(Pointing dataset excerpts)
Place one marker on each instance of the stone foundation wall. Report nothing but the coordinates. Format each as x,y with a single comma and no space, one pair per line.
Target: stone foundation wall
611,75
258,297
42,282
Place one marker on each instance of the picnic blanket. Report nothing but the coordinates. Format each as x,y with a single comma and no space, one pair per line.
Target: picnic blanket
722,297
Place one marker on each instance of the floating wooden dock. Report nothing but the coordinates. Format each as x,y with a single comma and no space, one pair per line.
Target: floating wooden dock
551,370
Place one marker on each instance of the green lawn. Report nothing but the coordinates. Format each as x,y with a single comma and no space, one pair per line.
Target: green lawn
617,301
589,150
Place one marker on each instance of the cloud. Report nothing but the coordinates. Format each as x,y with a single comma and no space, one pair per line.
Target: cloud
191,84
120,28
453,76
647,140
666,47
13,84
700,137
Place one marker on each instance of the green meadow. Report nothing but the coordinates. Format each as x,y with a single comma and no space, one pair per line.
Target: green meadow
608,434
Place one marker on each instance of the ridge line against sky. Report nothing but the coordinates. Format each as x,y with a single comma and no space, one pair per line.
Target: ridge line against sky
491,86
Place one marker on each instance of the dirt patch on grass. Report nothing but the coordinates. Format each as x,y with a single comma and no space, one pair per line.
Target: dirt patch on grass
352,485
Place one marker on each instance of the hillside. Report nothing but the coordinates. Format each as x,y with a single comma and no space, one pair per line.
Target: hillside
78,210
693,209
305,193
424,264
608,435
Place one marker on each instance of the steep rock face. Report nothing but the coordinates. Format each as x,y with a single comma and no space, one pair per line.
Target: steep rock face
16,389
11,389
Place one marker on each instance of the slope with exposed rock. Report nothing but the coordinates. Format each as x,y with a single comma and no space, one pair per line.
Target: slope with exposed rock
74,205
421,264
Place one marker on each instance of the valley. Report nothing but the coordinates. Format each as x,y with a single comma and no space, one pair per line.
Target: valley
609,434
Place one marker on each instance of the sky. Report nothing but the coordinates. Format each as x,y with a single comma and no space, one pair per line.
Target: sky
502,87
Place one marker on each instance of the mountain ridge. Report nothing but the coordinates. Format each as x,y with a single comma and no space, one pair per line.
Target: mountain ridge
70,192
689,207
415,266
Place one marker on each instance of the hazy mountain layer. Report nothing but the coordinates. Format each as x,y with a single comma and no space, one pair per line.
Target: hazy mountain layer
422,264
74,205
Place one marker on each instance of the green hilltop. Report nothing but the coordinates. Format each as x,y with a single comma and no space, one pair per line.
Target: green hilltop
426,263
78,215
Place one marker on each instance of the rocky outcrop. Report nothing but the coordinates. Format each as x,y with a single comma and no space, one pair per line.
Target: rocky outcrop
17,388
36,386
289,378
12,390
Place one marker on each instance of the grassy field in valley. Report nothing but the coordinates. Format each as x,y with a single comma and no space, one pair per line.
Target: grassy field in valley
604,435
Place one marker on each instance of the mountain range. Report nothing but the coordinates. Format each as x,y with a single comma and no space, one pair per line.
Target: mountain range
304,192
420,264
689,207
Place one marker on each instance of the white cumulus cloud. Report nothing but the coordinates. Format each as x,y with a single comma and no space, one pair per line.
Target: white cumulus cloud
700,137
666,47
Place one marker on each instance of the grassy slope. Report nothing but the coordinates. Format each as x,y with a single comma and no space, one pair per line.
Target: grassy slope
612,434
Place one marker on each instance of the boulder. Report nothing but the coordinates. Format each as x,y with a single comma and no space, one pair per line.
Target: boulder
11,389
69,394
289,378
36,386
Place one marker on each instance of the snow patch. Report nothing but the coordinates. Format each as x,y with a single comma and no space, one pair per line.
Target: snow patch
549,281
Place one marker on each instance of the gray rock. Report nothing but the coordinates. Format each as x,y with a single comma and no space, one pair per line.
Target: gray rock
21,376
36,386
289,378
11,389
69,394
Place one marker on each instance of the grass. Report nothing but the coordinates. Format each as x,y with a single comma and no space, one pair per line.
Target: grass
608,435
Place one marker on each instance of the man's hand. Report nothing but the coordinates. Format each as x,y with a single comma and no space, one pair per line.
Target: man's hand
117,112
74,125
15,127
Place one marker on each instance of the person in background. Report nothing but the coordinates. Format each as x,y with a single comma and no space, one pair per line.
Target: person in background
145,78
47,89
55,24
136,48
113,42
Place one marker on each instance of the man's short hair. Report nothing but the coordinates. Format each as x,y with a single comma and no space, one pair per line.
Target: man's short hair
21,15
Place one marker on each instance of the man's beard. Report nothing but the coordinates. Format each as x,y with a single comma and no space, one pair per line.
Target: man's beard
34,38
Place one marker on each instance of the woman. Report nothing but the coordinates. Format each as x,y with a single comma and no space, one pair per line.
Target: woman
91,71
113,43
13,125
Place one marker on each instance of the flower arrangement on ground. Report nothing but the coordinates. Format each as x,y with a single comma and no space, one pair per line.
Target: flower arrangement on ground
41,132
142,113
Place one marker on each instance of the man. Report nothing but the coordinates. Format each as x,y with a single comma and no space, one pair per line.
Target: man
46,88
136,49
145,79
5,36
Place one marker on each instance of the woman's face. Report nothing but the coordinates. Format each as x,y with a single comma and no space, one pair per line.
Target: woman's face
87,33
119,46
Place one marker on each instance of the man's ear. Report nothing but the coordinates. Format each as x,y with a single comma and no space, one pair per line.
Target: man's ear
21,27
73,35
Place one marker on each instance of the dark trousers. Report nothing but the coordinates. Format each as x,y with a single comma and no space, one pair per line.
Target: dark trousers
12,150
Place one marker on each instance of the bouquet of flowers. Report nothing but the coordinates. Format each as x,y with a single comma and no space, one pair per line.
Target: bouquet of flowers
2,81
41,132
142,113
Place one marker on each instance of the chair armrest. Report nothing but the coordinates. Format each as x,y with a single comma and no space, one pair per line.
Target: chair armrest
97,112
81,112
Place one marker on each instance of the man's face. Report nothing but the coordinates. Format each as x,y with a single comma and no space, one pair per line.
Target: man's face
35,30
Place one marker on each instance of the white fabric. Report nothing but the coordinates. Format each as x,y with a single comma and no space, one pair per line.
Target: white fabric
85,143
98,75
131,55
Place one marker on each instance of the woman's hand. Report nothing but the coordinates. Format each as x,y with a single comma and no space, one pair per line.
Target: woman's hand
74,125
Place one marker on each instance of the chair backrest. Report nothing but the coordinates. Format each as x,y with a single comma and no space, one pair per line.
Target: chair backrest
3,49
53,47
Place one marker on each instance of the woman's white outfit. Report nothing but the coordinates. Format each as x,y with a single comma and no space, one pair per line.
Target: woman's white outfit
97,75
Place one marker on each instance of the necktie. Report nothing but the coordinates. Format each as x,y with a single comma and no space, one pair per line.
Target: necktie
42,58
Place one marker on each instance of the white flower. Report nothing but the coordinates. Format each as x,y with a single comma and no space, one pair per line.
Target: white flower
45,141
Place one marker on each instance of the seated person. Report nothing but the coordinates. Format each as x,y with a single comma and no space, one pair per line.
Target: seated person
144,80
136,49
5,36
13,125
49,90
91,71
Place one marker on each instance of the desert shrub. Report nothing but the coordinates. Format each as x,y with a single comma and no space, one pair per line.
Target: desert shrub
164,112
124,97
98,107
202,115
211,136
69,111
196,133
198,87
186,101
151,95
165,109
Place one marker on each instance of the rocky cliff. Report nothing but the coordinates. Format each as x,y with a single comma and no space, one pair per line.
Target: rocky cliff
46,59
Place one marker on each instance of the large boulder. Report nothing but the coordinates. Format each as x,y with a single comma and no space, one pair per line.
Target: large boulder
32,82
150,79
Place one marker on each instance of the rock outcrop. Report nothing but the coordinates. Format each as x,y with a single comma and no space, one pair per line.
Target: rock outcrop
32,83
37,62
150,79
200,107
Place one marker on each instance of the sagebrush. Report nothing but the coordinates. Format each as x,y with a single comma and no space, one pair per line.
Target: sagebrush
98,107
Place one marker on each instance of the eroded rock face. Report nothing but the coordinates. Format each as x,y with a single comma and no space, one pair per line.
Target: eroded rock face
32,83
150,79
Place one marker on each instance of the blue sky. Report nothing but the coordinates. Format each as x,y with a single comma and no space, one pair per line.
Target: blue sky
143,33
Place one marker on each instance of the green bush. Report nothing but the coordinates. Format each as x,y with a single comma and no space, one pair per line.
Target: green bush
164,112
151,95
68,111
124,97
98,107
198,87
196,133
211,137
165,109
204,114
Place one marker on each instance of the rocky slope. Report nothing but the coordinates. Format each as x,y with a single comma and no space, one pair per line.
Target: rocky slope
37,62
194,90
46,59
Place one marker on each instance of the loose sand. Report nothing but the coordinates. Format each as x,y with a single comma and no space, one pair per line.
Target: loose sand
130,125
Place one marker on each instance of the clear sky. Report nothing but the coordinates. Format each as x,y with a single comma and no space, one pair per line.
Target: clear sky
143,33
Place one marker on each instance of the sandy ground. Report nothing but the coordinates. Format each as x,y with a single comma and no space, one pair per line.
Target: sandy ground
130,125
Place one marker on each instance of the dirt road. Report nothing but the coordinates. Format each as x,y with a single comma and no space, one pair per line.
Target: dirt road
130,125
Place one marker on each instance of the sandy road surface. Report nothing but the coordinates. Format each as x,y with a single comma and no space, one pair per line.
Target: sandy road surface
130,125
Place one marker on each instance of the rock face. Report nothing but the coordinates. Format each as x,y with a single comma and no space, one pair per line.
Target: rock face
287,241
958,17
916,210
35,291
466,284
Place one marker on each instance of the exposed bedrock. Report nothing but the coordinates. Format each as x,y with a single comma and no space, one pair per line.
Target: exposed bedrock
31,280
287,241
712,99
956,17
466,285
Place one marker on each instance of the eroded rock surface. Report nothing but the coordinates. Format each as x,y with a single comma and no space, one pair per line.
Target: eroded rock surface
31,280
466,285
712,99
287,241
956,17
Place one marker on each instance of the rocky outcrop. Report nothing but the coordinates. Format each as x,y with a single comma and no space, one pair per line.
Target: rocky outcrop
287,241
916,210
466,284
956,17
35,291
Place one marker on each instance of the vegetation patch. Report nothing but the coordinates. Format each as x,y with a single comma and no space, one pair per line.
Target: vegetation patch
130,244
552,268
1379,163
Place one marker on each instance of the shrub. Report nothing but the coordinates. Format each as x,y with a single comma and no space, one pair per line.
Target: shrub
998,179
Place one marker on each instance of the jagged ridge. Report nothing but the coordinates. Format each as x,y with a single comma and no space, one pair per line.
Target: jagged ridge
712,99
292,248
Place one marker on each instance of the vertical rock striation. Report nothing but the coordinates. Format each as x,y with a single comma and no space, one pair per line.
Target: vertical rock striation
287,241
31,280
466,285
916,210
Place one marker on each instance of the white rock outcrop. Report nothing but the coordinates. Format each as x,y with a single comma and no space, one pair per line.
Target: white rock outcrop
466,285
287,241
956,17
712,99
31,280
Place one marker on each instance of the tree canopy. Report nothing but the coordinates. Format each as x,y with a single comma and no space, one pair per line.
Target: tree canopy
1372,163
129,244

— EXERCISE DIRECTIONS —
Give back the lines of the listing from the one with "Place one marker on each instance of the exposed" through the end, both included, exactly as written and with nothing added.

— OUTPUT OF THE EXERCISE —
Place one marker on each instance of the exposed bedrock. Report nothing but the coordinates. Format each as x,y with a single comma and no space, one pair per line.
Target: exposed bedrock
31,280
287,241
712,99
956,17
466,285
Place one marker on each instance of the eroded rock surface. Report nothing but the coordinates. Format each as x,y with a single comma and no space, one pair per line.
Target: eroded rock surface
31,280
466,285
712,99
287,241
956,17
Place one marker on each instance of the rocky outcrop. Report nothing but the coordinates. Format each as x,y with a single comma and no space, one pair per line.
Target: rocky outcrop
287,241
916,210
466,284
956,17
35,291
Place one marker on each instance of the vegetation patch. Report nothing but the coordinates. Format each as x,y with a single comma and no space, one pair per line.
Target: vegetation patch
130,244
552,268
1379,163
Place one marker on each instance of the shrub. Report nothing but the coordinates. Format each as x,y with a single comma and no space, one pair per line.
Target: shrub
998,179
Place one marker on each instance of the jagged ridge. Report nothing but the coordinates. Format each as x,y with a single comma and no space, one pair per line.
Target: jagged ridge
712,99
292,248
Place one marker on each instance of the vertical rock striation. Report nothing but the coordinates. Format each as x,y with a single comma and no space, one pair per line.
Target: vertical rock striation
287,241
31,280
466,285
916,210
Place one marker on each instance of the white rock outcrop. Report nothing but the coordinates. Format each as x,y with a single comma and no space, one pair per line.
Target: white rock outcrop
466,285
287,241
956,17
712,99
31,280
Place one marker on each instance of the tree canopy. Report nothing but the coordinates. Format each as x,y with a single comma and no space, one pair per line.
Target: tree canopy
1372,163
129,244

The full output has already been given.